Exercise objective:
Using the entries below, output exactly the lines from the one containing "[point] vaulted ceiling" through the final line, both included, and no others.

Data to examine:
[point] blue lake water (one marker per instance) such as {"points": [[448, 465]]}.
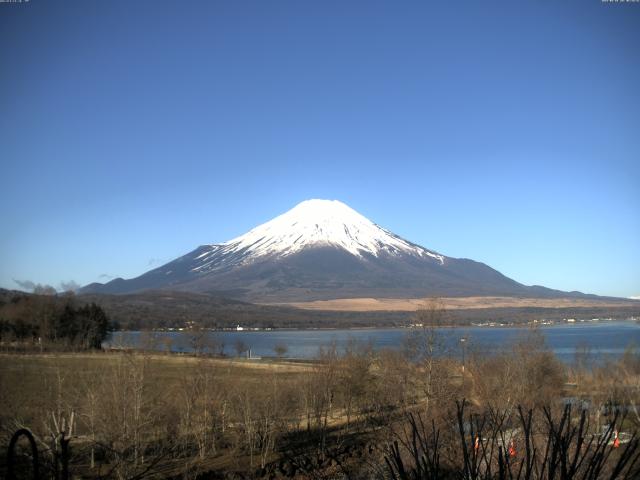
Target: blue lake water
{"points": [[604, 339]]}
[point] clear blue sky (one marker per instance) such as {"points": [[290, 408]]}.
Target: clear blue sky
{"points": [[506, 132]]}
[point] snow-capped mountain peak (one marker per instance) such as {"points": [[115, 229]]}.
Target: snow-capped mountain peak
{"points": [[315, 223]]}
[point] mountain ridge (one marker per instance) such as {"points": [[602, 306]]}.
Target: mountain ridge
{"points": [[321, 250]]}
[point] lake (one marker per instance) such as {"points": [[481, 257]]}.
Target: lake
{"points": [[604, 339]]}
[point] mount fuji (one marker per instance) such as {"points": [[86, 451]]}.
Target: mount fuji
{"points": [[322, 250]]}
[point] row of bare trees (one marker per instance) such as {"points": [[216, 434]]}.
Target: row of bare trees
{"points": [[132, 414]]}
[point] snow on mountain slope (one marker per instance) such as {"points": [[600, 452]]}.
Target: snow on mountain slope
{"points": [[312, 223]]}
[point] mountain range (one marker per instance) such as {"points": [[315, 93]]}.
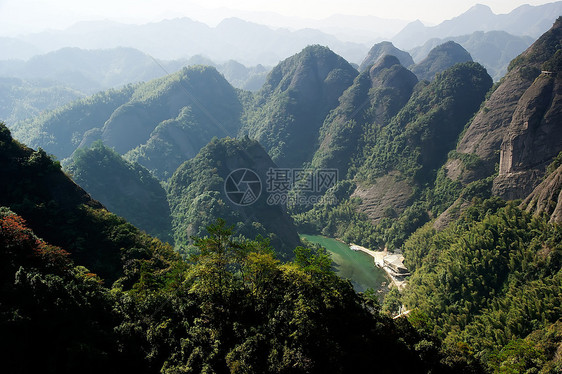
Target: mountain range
{"points": [[434, 161], [524, 20]]}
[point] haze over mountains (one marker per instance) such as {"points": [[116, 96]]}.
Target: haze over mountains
{"points": [[433, 160]]}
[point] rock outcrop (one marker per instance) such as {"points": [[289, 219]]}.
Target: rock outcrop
{"points": [[379, 50], [547, 197], [441, 58], [499, 126]]}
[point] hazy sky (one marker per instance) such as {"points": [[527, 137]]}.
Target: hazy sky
{"points": [[23, 16]]}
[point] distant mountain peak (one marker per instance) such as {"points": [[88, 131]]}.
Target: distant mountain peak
{"points": [[479, 8], [382, 49]]}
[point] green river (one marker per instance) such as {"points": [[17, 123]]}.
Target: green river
{"points": [[356, 266]]}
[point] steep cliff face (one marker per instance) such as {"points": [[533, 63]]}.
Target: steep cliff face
{"points": [[441, 58], [499, 126], [546, 198], [533, 138], [211, 185]]}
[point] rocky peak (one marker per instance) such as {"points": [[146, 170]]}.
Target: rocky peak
{"points": [[382, 49], [441, 58]]}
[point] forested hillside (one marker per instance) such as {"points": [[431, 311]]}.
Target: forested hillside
{"points": [[291, 106], [124, 188], [459, 175]]}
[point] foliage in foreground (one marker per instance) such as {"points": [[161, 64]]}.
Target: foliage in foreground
{"points": [[233, 309]]}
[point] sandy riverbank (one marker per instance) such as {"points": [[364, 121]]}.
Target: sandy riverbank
{"points": [[378, 257]]}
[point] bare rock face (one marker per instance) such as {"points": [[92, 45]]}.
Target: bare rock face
{"points": [[547, 197], [524, 96], [532, 140], [389, 193]]}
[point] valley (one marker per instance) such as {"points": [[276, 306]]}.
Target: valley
{"points": [[165, 208]]}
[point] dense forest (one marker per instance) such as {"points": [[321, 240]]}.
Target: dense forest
{"points": [[131, 254]]}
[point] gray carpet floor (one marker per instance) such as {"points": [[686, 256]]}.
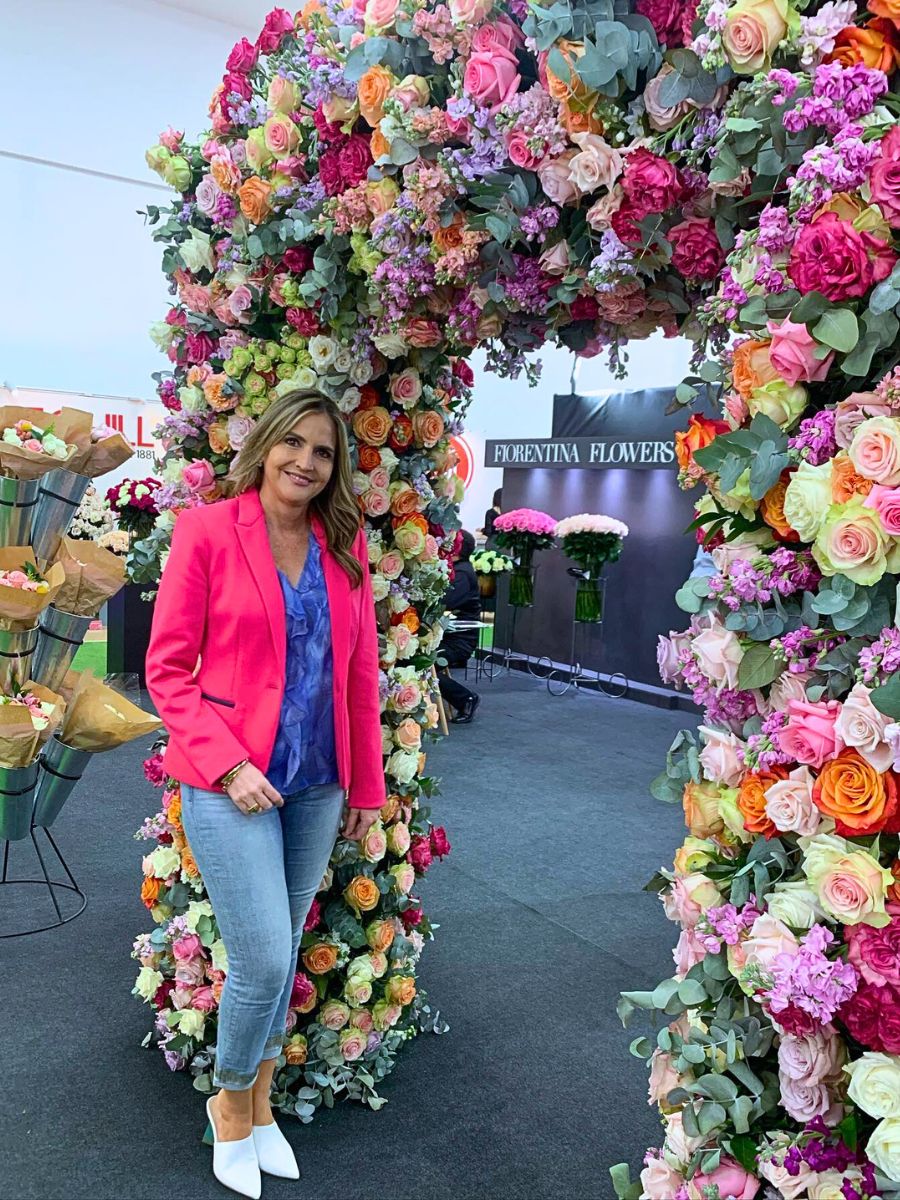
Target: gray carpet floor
{"points": [[531, 1096]]}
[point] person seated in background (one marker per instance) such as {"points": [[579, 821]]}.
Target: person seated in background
{"points": [[463, 601]]}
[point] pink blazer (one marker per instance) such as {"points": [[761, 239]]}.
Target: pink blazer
{"points": [[220, 601]]}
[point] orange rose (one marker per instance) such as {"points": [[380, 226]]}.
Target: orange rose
{"points": [[255, 201], [772, 509], [361, 894], [150, 891], [876, 46], [400, 990], [700, 432], [751, 801], [450, 237], [189, 863], [321, 959], [855, 795], [751, 367], [701, 809], [372, 91], [845, 481], [427, 427], [378, 144], [372, 425]]}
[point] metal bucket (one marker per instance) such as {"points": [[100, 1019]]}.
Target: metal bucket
{"points": [[17, 801], [18, 504], [61, 634], [17, 649], [61, 492], [61, 767]]}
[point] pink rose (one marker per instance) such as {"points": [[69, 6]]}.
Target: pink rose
{"points": [[651, 184], [198, 475], [792, 353], [521, 154], [492, 78], [243, 58], [203, 1000], [187, 947], [720, 756], [730, 1177], [810, 735], [886, 502], [789, 804], [832, 257], [553, 174], [696, 250], [885, 178], [277, 23], [502, 34]]}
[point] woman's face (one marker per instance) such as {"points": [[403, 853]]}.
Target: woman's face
{"points": [[299, 467]]}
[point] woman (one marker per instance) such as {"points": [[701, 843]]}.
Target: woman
{"points": [[263, 664]]}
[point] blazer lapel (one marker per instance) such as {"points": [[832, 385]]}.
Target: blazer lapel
{"points": [[337, 587], [253, 540]]}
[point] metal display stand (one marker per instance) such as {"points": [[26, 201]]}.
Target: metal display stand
{"points": [[559, 681], [46, 881]]}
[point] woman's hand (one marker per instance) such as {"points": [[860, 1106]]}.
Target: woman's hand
{"points": [[358, 821], [251, 787]]}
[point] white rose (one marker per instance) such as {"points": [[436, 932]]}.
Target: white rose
{"points": [[795, 905], [883, 1147], [789, 803], [862, 726], [875, 1084], [808, 498]]}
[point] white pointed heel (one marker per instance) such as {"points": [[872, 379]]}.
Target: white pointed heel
{"points": [[274, 1152], [234, 1163]]}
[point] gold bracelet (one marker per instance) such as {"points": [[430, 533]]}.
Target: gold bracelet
{"points": [[228, 778]]}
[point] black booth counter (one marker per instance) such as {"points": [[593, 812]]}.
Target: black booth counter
{"points": [[612, 454]]}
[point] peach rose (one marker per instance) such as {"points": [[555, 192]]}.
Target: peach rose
{"points": [[372, 91], [372, 425], [255, 199]]}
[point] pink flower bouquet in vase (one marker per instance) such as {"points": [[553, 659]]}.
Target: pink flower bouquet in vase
{"points": [[591, 540], [521, 532]]}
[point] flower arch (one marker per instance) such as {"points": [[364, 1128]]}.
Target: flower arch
{"points": [[387, 186]]}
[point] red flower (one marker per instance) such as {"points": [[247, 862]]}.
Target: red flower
{"points": [[832, 257], [873, 1018], [696, 250], [277, 24], [651, 184], [243, 58], [439, 843], [666, 17]]}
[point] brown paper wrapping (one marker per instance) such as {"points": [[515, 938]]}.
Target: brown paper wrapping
{"points": [[19, 741], [93, 576], [101, 456], [21, 610], [97, 718], [70, 424]]}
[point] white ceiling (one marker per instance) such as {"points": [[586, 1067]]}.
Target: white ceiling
{"points": [[246, 16]]}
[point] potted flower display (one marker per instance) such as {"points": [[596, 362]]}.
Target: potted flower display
{"points": [[591, 540]]}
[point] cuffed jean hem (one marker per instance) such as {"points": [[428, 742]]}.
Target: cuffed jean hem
{"points": [[234, 1080]]}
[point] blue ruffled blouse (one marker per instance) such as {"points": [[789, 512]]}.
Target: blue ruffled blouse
{"points": [[304, 754]]}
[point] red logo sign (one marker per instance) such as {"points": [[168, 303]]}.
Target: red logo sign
{"points": [[466, 466]]}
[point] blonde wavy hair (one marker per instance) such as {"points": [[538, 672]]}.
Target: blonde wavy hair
{"points": [[336, 504]]}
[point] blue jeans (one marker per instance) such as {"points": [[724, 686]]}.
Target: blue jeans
{"points": [[262, 873]]}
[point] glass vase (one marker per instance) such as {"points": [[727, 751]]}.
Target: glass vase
{"points": [[521, 586], [588, 600]]}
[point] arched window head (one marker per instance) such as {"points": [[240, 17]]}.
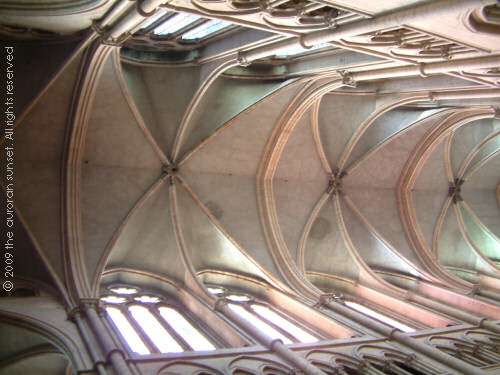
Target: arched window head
{"points": [[148, 324], [267, 319]]}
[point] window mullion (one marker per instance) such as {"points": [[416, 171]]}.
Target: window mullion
{"points": [[143, 335], [171, 330], [248, 307]]}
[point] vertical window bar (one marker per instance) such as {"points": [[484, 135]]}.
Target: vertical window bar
{"points": [[151, 20], [127, 331], [175, 23], [160, 337], [171, 330], [291, 328], [185, 329], [259, 323]]}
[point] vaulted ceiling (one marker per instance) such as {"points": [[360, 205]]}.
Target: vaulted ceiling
{"points": [[279, 171]]}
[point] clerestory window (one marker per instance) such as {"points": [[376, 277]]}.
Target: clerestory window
{"points": [[149, 324], [267, 319]]}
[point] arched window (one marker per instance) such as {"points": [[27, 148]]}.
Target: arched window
{"points": [[264, 317], [149, 324]]}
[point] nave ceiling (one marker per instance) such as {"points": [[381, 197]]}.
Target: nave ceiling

Result:
[point] vaulted ceiling (one marker per instance) such as {"points": [[360, 205]]}.
Target: vaulted ceiling
{"points": [[279, 171]]}
[point] clerestory window (one marker per instance) such as {"points": [[376, 277]]}.
Target: clerestory window
{"points": [[149, 324], [267, 319]]}
[point] arched window (one marker per instance) such as {"points": [[27, 148]]}.
Target: arched window
{"points": [[264, 317], [149, 324]]}
[point] nave ceiling (one marker per instance) such as {"points": [[381, 197]]}.
Target: nave ceiling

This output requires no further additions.